─── Information shown

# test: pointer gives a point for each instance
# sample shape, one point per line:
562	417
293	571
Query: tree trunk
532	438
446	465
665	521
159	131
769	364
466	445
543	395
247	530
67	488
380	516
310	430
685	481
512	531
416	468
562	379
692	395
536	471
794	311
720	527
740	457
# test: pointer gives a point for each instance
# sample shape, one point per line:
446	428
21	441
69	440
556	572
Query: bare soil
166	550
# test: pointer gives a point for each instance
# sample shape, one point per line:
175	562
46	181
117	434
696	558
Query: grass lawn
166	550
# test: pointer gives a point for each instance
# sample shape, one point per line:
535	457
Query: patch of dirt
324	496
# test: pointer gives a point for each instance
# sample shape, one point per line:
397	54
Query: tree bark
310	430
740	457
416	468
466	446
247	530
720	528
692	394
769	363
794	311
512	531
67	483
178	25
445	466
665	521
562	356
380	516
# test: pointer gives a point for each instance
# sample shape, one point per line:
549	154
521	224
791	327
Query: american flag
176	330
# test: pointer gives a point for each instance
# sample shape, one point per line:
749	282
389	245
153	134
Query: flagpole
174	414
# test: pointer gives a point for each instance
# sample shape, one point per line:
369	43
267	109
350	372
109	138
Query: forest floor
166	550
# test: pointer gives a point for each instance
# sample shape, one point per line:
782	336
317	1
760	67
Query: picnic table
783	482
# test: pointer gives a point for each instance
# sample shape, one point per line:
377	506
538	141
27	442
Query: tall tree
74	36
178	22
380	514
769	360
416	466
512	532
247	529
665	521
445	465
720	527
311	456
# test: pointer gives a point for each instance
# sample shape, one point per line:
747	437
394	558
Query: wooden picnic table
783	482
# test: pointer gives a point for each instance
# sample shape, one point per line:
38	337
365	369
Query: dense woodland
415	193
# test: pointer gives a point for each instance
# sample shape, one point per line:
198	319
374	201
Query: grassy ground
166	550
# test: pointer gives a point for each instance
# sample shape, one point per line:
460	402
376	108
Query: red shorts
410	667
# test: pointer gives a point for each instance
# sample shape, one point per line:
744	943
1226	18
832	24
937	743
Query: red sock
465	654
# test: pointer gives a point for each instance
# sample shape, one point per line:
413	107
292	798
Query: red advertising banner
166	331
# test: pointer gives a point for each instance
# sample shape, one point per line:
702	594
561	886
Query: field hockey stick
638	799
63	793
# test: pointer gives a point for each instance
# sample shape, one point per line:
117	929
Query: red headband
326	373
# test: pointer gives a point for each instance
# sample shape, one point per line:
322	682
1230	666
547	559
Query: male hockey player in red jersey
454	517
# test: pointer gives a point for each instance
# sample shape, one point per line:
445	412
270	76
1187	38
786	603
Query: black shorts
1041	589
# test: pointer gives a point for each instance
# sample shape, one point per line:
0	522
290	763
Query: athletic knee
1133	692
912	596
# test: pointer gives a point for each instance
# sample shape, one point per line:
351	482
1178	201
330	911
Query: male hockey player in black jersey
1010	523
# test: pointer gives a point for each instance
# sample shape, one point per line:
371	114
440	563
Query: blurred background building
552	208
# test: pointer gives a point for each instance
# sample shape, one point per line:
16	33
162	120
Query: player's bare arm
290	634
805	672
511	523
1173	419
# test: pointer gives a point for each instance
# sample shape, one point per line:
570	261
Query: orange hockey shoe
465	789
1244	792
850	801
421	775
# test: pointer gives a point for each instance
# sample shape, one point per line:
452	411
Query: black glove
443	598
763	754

──────

→ Written request: In full and verbatim, repeat the records given above.

→ Reply:
# test: pointer gives a point for each instance
# sample shape, one point per line:
562	417
293	571
Query: tree trunk
532	438
446	465
665	521
159	131
769	364
466	445
543	395
247	530
67	488
380	516
310	430
685	481
512	531
416	468
562	379
692	395
536	471
794	311
720	527
740	457
# test: pointer gives a point for each instance
# sample shape, one point per line:
446	428
21	441
69	440
556	572
Query: bare soil
166	550
# test: pointer gives a point for each instance
# sample shape, one point per line:
175	562
46	181
117	434
696	558
Query: grass lawn
166	550
# test: pointer gives a point for each instance
# sample shape, one point per line:
535	457
Query: patch of dirt
324	496
# test: pointer gives a point for each instance
# sample shape, one point per line:
397	54
Query: tree bark
310	430
740	457
416	468
466	446
247	530
720	528
692	394
769	363
794	311
512	531
67	483
178	25
445	466
665	521
562	356
380	516
# test: pointer gives a point for each instance
# sample shape, one point per line:
549	154
521	224
791	327
Query: american flag
176	330
# test: pointer gives a point for each instance
# sample shape, one point per line:
749	282
389	245
153	134
Query: flagpole
174	414
# test: pointer gives a point for each instance
# sample shape, one point per line:
369	43
267	109
350	372
109	138
Query: forest floor
166	550
# test: pointer gives a point for each instance
# sample shape, one point per line:
782	336
317	1
760	67
Query: picnic table
783	482
# test: pointer gives a point for each instance
# sample shape, one point per line:
377	506
538	141
27	442
Query: tall tree
74	36
178	22
380	514
769	360
416	466
512	532
247	529
665	521
445	465
720	527
311	456
# test: pointer gives a point for each instance
# sample shape, one point per line:
747	437
394	558
Query: wooden picnic table
783	482
# test: pointer gives a point for each instance
# sample shape, one point per line:
38	337
365	369
Query: dense woodland
415	193
# test: pointer gives a point for each instance
# sample shape, one point per line:
198	319
374	201
Query: grassy ground
166	550
# test: pointer gives a point for each instance
# sample shape, one point per line:
460	402
376	108
Query: red shorts
410	667
# test: pointer gives a point for each instance
# sample shape, one point per line:
744	943
1226	18
832	24
937	743
Query: red sock
465	654
# test: pointer gives a point for each instance
# sample shape, one point per line:
413	107
292	798
Query: red advertising banner
166	331
# test: pointer gives a point for each instance
# sample shape, one point per line:
702	594
561	886
Query: field hockey stick
638	799
63	793
# test: pointer gives a point for each instance
# sample shape, one point per line:
117	929
Query: red headband
326	373
# test: pointer gives a point for each instance
# sample shape, one point per line:
322	682
1230	666
547	559
Query: male hockey player in red jersey
454	517
# test: pointer gives a point for each instance
# sample shape, one point per line:
445	412
270	76
1187	38
786	603
Query: black shorts
1041	589
# test: pointer gives a point for each instance
# sample shape, one point per line:
0	522
290	763
Query: athletic knee
1133	692
912	596
# test: pointer gives a point for each instance
# sample shape, one point per line:
351	482
1178	201
330	911
Query: male hockey player in black jersey
1010	523
# test: pointer gives a point for each instance
# sample shape, one point per line:
371	114
440	563
Query: blurred background building
552	208
# test: pointer gives a point for each instance
# sample shape, one point per line:
16	33
162	120
Query: player's bare arm
290	634
805	672
511	523
1173	419
# test: pointer gives a point for each instance
# sample shape, one point per line:
570	261
Query: orange hockey shoe
465	789
1244	792
850	801
421	775
# test: pointer gives a point for each instance
# sample shape, one point per line:
452	411
Query: black glove
443	598
763	754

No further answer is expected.